Written request:
Count the lines in the material below that contain the string "nose", treating uppercase and lowercase as different. Reply with the number only.

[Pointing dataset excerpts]
------------------------------------------------------------------------
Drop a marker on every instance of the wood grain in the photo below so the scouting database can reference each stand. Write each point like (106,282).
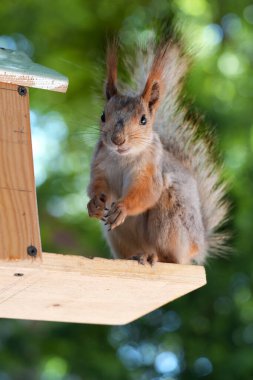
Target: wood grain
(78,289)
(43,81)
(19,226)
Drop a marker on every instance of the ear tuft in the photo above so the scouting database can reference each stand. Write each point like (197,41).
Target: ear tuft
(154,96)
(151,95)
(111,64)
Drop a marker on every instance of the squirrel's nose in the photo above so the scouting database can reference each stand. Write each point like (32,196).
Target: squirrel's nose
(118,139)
------------------------------------------------------------------------
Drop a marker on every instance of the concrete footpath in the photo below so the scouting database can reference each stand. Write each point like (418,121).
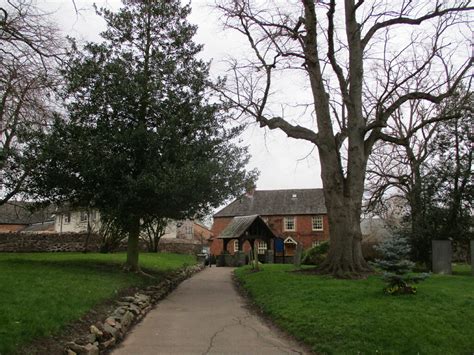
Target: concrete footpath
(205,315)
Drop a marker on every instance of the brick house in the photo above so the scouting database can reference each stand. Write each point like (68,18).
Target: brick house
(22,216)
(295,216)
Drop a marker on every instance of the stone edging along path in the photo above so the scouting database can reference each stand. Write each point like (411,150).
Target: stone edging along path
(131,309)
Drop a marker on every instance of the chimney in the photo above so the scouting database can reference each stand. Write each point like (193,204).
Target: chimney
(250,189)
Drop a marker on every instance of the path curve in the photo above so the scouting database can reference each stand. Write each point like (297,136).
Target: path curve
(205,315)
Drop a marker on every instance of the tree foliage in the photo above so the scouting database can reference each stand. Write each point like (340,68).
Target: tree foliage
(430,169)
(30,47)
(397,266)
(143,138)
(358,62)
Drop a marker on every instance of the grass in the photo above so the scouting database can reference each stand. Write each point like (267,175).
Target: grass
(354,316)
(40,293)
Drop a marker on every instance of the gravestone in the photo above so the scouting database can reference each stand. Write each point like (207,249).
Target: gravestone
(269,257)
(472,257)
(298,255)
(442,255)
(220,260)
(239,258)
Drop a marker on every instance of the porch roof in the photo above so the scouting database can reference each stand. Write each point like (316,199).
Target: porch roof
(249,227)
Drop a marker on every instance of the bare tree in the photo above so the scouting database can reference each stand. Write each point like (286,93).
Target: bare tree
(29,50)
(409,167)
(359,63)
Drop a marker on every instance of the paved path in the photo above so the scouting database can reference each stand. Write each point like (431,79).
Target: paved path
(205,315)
------------------------------------------------------------------------
Solution to this problem:
2